**Information shown**.
+ + +

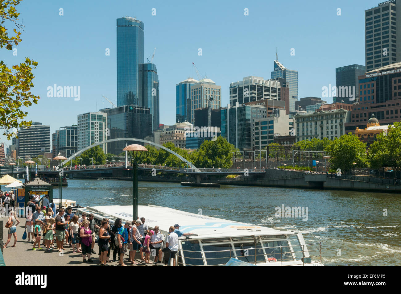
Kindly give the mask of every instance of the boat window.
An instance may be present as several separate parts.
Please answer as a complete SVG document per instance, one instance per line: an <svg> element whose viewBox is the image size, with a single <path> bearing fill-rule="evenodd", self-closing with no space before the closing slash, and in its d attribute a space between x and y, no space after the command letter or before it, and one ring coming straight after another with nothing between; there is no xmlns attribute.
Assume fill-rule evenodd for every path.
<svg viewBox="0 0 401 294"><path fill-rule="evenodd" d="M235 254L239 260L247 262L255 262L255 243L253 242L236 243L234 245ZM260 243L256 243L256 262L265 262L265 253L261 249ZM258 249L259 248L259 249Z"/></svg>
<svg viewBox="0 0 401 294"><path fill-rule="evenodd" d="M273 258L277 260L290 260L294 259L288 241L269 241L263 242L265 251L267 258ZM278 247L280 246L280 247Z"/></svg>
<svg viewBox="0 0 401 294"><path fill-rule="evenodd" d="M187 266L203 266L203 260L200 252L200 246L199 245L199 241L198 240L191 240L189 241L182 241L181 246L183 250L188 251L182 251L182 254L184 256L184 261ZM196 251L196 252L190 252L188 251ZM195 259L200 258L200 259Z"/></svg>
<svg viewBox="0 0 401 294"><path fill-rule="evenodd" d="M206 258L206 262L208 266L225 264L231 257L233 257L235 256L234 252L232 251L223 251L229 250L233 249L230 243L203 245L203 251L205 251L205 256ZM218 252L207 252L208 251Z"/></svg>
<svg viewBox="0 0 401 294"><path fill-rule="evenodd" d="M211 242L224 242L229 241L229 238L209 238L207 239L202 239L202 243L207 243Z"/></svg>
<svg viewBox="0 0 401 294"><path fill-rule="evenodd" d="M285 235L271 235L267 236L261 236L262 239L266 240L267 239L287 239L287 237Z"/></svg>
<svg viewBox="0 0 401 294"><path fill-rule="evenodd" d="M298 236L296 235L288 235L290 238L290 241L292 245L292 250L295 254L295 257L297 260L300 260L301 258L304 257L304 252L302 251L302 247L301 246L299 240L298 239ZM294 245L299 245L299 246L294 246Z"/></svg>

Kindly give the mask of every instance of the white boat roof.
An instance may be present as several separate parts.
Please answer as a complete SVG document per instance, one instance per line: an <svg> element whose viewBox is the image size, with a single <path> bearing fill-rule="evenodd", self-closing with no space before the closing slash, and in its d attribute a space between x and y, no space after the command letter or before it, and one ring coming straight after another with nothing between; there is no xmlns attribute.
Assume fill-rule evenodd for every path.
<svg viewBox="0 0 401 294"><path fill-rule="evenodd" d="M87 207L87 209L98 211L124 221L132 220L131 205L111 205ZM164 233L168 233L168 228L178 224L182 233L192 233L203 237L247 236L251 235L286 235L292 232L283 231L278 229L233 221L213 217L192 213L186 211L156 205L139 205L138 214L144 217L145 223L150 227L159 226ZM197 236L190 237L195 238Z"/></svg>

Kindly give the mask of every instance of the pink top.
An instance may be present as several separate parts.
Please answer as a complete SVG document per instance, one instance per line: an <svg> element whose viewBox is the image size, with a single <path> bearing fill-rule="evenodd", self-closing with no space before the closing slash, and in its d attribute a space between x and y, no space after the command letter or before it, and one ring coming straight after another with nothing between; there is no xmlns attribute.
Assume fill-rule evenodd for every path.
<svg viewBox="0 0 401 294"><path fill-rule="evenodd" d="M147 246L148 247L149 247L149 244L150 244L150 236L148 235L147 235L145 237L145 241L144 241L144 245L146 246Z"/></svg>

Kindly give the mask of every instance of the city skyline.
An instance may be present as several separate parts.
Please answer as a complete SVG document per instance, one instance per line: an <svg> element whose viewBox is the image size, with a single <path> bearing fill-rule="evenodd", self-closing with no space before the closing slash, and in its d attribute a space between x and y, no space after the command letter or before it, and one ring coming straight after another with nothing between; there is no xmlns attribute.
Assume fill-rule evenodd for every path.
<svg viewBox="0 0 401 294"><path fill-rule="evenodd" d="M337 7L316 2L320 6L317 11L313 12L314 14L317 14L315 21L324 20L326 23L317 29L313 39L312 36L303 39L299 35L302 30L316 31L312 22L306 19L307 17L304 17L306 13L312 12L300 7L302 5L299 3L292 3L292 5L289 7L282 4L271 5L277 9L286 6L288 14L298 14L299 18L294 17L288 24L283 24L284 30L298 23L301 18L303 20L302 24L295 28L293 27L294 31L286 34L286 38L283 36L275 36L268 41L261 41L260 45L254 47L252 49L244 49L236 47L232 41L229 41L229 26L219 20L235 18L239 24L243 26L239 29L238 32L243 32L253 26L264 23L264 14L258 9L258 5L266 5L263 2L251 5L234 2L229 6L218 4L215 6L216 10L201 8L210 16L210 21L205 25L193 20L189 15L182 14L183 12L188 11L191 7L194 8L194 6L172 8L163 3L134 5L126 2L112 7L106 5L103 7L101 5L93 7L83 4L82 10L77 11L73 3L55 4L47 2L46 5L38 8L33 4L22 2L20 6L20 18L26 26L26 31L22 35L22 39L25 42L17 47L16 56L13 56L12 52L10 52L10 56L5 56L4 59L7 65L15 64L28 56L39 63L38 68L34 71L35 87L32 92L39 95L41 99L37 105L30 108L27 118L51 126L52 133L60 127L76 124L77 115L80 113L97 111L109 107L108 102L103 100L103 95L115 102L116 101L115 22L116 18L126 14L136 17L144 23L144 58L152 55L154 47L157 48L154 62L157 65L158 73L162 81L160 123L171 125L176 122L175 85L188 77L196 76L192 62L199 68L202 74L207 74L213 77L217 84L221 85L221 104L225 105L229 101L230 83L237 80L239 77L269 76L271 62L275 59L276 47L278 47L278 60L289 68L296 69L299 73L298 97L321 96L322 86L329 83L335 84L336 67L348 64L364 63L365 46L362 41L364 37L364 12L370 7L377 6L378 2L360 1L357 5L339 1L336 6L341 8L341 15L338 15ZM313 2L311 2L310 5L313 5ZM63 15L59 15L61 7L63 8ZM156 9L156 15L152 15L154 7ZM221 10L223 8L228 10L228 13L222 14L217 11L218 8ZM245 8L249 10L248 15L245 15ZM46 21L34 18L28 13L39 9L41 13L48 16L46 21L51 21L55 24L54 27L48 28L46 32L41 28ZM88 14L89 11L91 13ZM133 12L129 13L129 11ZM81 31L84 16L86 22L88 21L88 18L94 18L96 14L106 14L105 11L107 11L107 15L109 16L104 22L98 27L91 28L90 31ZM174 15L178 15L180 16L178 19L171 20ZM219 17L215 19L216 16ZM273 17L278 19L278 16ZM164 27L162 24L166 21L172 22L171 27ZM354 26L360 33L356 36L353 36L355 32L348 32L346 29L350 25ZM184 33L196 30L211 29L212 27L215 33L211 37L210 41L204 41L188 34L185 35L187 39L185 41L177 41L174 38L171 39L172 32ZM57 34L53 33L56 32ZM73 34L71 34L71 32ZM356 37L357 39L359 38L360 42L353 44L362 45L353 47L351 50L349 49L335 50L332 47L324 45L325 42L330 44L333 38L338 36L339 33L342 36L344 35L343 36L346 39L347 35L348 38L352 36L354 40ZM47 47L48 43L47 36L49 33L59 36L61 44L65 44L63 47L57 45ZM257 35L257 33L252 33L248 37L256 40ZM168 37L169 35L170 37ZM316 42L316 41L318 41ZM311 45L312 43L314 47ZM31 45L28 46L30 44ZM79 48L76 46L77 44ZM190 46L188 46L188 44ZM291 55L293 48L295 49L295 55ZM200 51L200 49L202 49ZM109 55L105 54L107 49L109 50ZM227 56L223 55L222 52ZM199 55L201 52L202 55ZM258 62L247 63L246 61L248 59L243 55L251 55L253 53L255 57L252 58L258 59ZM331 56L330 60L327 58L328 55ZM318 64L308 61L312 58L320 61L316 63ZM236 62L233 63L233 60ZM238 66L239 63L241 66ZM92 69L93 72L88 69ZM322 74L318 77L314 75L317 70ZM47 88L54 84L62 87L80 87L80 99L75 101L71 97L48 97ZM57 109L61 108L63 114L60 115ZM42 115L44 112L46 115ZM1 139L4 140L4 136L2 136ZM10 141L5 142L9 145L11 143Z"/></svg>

+ + +

**Your objective**. Render the lines of the material above as a Markdown table with the columns "No." and "Text", starting at the line that contains "Kindly give the mask of every instance of the pink" and ending at the line that contains "246L148 247L149 247L149". Number each line in order and leave out blank lines.

**Task result**.
| No. | Text |
|---|---|
| 1 | Kindly give the mask of every instance of the pink top. |
| 2 | An instance may be present as several separate parts. |
| 3 | Please answer as a complete SVG document per instance, one instance per line: an <svg> element whose viewBox is the image size, with a single <path> bearing fill-rule="evenodd", self-closing with no space before the closing slash, and in its d attribute a space between x and y, no space after the command letter or before it, and one ring coming straight after another with nothing between; there is no xmlns attribute. |
| 4 | Assume fill-rule evenodd for every path. |
| 5 | <svg viewBox="0 0 401 294"><path fill-rule="evenodd" d="M147 246L148 247L149 247L149 244L150 244L150 236L148 235L147 235L145 237L145 241L144 241L144 245L146 246Z"/></svg> |